Problem to work on ::
Find the line containing "Please identify the reflective stripe". Retype it and every line after it through the end of the entries, exactly as written, with nothing added.

Material for the task ::
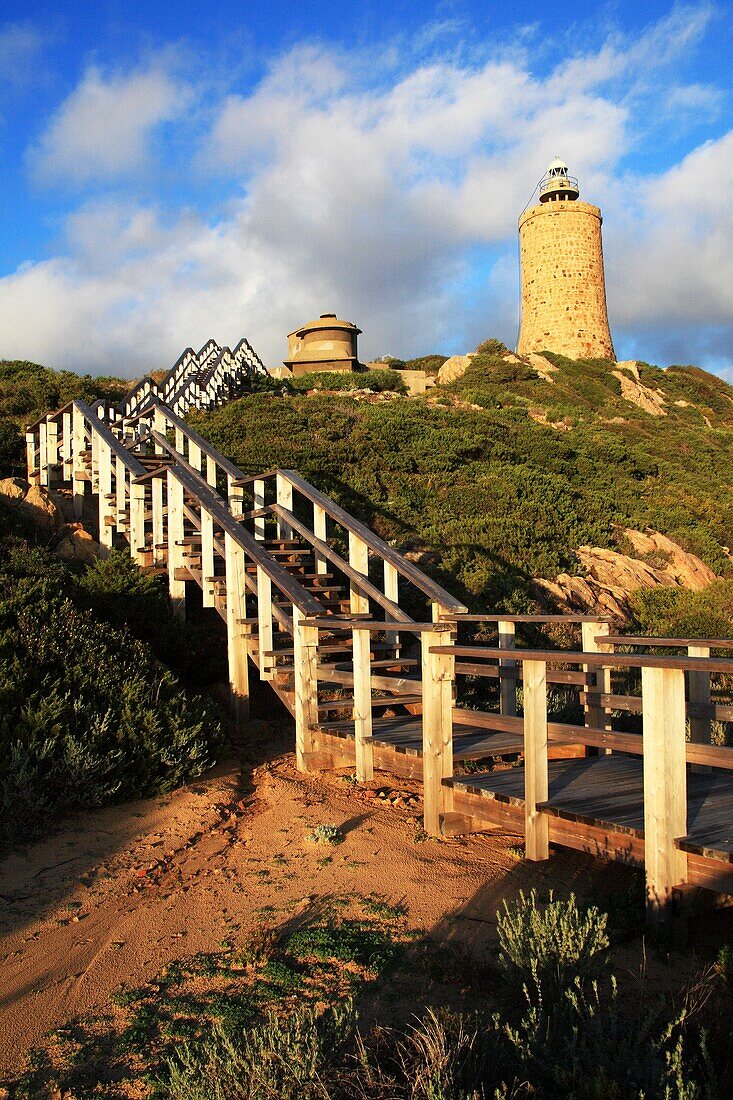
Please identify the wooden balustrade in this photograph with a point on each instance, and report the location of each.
(184, 506)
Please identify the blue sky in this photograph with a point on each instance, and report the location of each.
(176, 171)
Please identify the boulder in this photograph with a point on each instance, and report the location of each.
(543, 366)
(455, 367)
(612, 576)
(13, 490)
(648, 399)
(42, 508)
(77, 545)
(33, 502)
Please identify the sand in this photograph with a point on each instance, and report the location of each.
(110, 897)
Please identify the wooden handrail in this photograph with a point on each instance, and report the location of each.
(197, 440)
(606, 660)
(626, 639)
(116, 447)
(208, 499)
(354, 622)
(348, 570)
(498, 617)
(405, 568)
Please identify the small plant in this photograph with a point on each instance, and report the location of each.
(326, 834)
(725, 964)
(551, 947)
(260, 945)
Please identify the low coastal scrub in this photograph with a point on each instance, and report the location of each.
(88, 714)
(282, 1022)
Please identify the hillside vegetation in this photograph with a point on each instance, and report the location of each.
(502, 473)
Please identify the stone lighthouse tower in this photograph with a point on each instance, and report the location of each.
(562, 284)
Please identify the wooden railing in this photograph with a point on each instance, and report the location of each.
(183, 507)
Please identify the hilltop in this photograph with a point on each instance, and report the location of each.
(500, 476)
(507, 471)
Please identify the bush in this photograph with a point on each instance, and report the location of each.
(550, 947)
(295, 1057)
(375, 381)
(87, 713)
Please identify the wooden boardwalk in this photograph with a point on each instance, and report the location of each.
(636, 778)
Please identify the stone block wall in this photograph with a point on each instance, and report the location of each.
(562, 283)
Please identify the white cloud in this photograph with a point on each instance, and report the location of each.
(20, 46)
(104, 129)
(390, 195)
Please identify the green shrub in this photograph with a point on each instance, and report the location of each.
(295, 1057)
(376, 381)
(87, 713)
(550, 946)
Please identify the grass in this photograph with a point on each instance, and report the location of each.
(349, 947)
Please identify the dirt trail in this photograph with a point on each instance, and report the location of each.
(115, 894)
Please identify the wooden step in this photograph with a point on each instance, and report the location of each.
(378, 704)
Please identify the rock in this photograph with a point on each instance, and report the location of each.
(543, 366)
(41, 507)
(33, 502)
(77, 545)
(630, 364)
(13, 488)
(648, 399)
(423, 558)
(686, 569)
(612, 576)
(455, 367)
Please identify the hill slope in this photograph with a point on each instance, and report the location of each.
(502, 474)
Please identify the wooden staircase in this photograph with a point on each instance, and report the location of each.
(315, 604)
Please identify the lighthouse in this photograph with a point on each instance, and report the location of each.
(562, 283)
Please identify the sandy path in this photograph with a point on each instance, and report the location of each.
(112, 895)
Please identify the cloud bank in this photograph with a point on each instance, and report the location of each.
(384, 189)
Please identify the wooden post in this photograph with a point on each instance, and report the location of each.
(160, 424)
(264, 625)
(320, 531)
(306, 689)
(207, 559)
(195, 455)
(211, 471)
(159, 530)
(234, 497)
(284, 495)
(30, 455)
(699, 695)
(598, 679)
(137, 532)
(392, 592)
(105, 498)
(438, 675)
(665, 785)
(43, 453)
(66, 446)
(259, 503)
(52, 447)
(79, 444)
(362, 704)
(536, 782)
(175, 534)
(121, 494)
(239, 679)
(95, 459)
(358, 560)
(507, 677)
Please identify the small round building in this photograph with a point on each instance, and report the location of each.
(325, 344)
(562, 282)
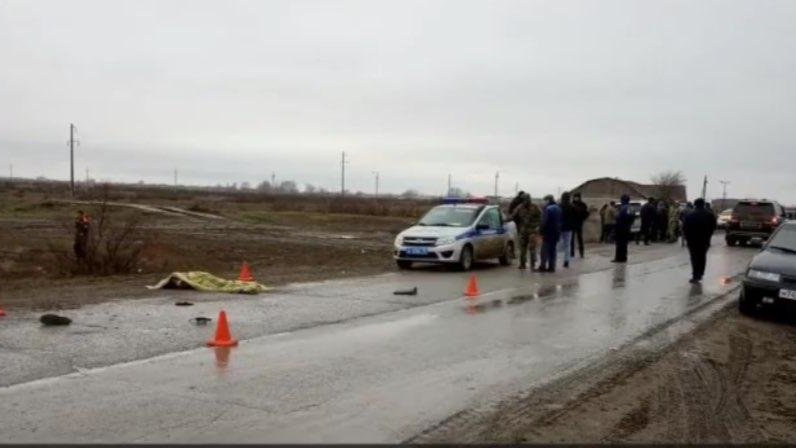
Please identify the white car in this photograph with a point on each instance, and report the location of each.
(458, 232)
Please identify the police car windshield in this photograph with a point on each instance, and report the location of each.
(449, 217)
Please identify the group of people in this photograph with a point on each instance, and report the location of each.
(559, 226)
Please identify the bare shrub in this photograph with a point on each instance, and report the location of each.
(115, 245)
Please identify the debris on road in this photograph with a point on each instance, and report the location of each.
(406, 292)
(54, 319)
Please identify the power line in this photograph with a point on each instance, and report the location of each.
(343, 163)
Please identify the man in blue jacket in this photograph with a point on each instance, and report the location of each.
(624, 221)
(551, 232)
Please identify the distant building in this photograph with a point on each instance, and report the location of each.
(604, 189)
(600, 191)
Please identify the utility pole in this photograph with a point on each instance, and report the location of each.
(72, 130)
(724, 184)
(342, 175)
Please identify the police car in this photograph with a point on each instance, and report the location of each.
(458, 232)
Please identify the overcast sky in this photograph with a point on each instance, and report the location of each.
(550, 93)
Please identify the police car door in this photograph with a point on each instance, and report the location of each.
(488, 239)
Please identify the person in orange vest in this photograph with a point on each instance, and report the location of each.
(82, 231)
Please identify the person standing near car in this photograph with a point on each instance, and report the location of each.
(698, 228)
(568, 223)
(624, 221)
(527, 217)
(610, 222)
(581, 215)
(648, 216)
(551, 232)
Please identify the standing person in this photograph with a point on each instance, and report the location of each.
(601, 212)
(648, 217)
(568, 224)
(674, 212)
(551, 232)
(527, 217)
(581, 215)
(698, 229)
(689, 207)
(610, 222)
(624, 221)
(82, 231)
(663, 220)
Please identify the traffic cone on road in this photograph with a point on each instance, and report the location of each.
(223, 337)
(245, 273)
(472, 287)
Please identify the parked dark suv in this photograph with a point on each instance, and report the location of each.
(753, 219)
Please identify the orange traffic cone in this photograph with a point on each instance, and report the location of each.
(472, 287)
(245, 273)
(223, 338)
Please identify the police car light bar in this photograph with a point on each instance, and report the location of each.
(465, 201)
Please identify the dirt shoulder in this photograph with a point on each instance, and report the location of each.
(731, 381)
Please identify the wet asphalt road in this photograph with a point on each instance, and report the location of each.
(342, 361)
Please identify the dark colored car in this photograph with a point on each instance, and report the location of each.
(753, 219)
(770, 279)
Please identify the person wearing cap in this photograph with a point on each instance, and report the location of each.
(526, 216)
(624, 221)
(82, 230)
(551, 232)
(698, 228)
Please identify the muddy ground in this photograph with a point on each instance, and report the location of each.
(281, 247)
(731, 381)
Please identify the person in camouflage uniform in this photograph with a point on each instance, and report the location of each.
(527, 217)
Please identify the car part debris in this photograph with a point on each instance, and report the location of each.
(54, 319)
(406, 292)
(201, 320)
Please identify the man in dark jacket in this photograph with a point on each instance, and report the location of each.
(624, 221)
(581, 215)
(698, 228)
(648, 217)
(551, 232)
(568, 223)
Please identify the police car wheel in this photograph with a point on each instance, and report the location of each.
(508, 255)
(466, 258)
(403, 264)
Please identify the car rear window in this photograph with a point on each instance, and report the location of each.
(754, 209)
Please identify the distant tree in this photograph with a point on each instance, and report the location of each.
(288, 186)
(456, 192)
(667, 182)
(410, 194)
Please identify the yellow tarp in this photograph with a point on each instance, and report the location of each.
(203, 281)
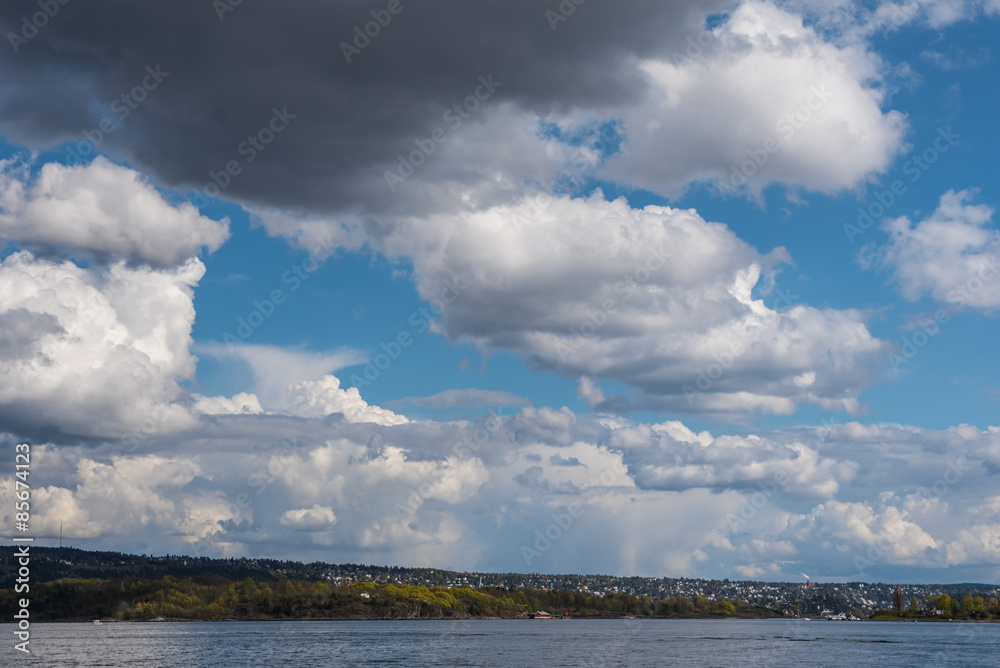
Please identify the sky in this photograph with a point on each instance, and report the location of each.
(663, 289)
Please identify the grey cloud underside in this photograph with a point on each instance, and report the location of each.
(352, 119)
(317, 487)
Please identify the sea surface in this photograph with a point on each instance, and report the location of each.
(506, 643)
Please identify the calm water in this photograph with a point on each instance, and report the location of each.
(507, 643)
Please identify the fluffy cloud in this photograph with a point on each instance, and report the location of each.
(95, 352)
(951, 256)
(657, 298)
(242, 403)
(650, 499)
(319, 398)
(761, 99)
(316, 518)
(100, 210)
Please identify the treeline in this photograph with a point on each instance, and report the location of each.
(968, 608)
(213, 598)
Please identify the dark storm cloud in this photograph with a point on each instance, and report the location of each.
(224, 79)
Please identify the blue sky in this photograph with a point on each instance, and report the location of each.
(166, 348)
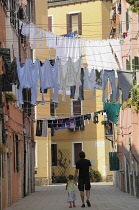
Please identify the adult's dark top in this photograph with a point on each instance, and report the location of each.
(83, 166)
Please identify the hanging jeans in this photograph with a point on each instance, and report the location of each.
(109, 74)
(125, 80)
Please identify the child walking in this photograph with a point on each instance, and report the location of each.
(70, 187)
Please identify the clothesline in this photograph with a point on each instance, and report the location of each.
(72, 122)
(73, 47)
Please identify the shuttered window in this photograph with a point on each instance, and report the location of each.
(127, 65)
(113, 161)
(127, 21)
(136, 62)
(74, 23)
(76, 107)
(50, 23)
(77, 148)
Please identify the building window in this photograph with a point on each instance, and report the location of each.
(76, 107)
(30, 10)
(54, 154)
(27, 101)
(52, 109)
(74, 23)
(50, 23)
(127, 21)
(36, 154)
(76, 148)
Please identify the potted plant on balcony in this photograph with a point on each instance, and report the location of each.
(96, 175)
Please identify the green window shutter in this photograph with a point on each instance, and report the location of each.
(127, 21)
(136, 59)
(113, 161)
(127, 65)
(133, 64)
(120, 28)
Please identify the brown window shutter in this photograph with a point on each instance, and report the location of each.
(80, 23)
(50, 23)
(69, 23)
(77, 107)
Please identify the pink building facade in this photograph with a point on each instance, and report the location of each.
(127, 129)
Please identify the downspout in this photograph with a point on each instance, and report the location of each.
(1, 142)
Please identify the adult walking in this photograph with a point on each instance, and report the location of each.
(83, 167)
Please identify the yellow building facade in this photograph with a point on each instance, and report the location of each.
(90, 20)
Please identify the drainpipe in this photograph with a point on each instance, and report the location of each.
(0, 142)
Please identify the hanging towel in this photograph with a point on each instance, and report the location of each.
(112, 111)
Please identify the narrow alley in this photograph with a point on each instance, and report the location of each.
(104, 196)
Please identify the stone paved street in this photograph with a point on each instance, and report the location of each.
(104, 196)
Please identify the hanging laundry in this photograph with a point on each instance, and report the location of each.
(41, 39)
(116, 46)
(125, 83)
(72, 34)
(51, 39)
(10, 72)
(39, 128)
(69, 75)
(137, 77)
(109, 74)
(28, 76)
(44, 128)
(81, 88)
(112, 111)
(25, 29)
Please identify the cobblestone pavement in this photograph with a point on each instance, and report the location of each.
(104, 196)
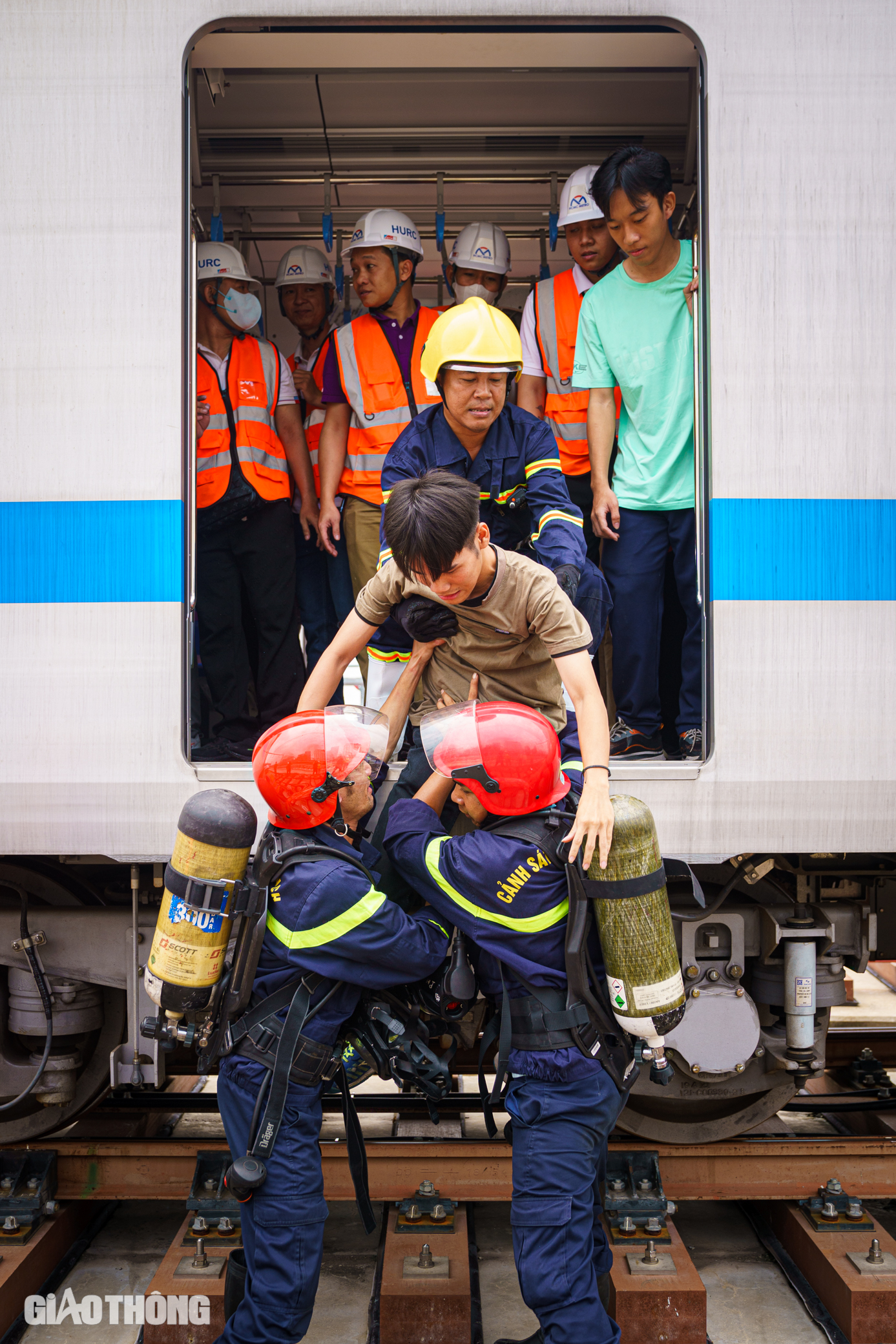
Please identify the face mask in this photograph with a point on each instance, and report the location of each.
(244, 310)
(463, 292)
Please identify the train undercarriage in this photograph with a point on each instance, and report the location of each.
(740, 1053)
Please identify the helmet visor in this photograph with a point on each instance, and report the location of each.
(353, 735)
(452, 745)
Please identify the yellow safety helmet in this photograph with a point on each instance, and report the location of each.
(472, 335)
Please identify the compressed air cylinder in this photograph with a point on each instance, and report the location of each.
(637, 938)
(215, 832)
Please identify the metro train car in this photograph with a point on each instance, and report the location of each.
(128, 129)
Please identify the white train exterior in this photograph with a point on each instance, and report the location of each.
(800, 573)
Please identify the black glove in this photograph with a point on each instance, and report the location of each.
(568, 580)
(425, 620)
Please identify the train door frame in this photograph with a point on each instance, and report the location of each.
(703, 421)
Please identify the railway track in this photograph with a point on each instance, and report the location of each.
(101, 1164)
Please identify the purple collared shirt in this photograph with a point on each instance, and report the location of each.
(401, 338)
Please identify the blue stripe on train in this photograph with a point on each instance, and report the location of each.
(802, 550)
(762, 550)
(92, 551)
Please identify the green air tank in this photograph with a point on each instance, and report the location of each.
(637, 938)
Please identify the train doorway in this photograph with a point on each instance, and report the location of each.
(293, 135)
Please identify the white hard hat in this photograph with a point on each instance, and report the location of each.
(221, 260)
(577, 200)
(384, 229)
(304, 266)
(483, 247)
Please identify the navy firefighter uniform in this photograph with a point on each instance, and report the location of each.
(523, 498)
(323, 917)
(511, 902)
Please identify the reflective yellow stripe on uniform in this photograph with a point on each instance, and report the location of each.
(331, 930)
(545, 464)
(555, 515)
(391, 656)
(532, 924)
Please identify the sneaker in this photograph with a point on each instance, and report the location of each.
(691, 745)
(633, 744)
(221, 749)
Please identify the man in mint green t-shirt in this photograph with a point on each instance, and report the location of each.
(636, 330)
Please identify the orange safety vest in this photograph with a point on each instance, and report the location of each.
(253, 388)
(313, 423)
(556, 322)
(373, 383)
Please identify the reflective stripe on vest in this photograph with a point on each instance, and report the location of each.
(253, 384)
(333, 929)
(532, 924)
(373, 383)
(315, 418)
(556, 320)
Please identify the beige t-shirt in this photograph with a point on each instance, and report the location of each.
(525, 622)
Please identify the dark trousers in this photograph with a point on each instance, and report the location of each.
(582, 496)
(634, 569)
(559, 1159)
(324, 594)
(284, 1221)
(261, 551)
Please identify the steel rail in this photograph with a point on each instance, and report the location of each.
(470, 1170)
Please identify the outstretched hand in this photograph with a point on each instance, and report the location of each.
(593, 826)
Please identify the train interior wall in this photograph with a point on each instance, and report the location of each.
(501, 140)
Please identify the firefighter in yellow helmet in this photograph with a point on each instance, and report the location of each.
(470, 358)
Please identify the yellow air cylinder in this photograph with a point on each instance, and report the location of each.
(215, 832)
(637, 938)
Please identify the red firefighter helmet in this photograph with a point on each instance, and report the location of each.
(506, 754)
(301, 762)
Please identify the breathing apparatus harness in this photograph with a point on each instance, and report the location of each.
(582, 1016)
(278, 1042)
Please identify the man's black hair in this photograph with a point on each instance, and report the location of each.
(637, 173)
(429, 521)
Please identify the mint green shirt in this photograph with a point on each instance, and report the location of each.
(641, 338)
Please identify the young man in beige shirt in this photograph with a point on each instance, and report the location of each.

Written response ::
Please identify the reflective stripe on vest in this photograph with a point on each instance, and report the location of each.
(253, 384)
(333, 929)
(532, 924)
(373, 383)
(315, 418)
(556, 320)
Please identify the beige t-shirt in this photograph with a point on each instance, and report the location of each.
(525, 622)
Please identify the dark trousers in this photograph with a point on each instance, and report the location of each.
(582, 496)
(634, 569)
(559, 1159)
(324, 594)
(284, 1221)
(261, 551)
Please identify the steel rail in this photograph with a point on each instance, and report the location of each.
(470, 1170)
Please identify the outstretched hand in this photograph with a point on each instance, and report the location of each.
(593, 826)
Please identify the train interior wall in this photograph with a point on each instance, and report the location of each.
(501, 140)
Please identify the firefighter in yellow helmet in this photograph with a point on each instance, and report the location of each.
(470, 358)
Please identify the yellow air cylinder in this photograph with a point on each instance, and report the location of each.
(215, 832)
(637, 938)
Please identify the red firefighter helmet in this photograph with a point on each instance, and report the location of each.
(506, 754)
(301, 762)
Please identify the breathing apparatus harness in this photograph with a point on each instance, and report the location of each.
(582, 1016)
(278, 1042)
Please identify the man's black hair in this photograph with a point on each instance, and report the location of each.
(637, 173)
(429, 521)
Please identify the mint green shirt in this photograph with a point on each instance, and report the location of each.
(641, 338)
Please identify the young man in beige shirt in this photograph with a point on each instance, and report the location of each.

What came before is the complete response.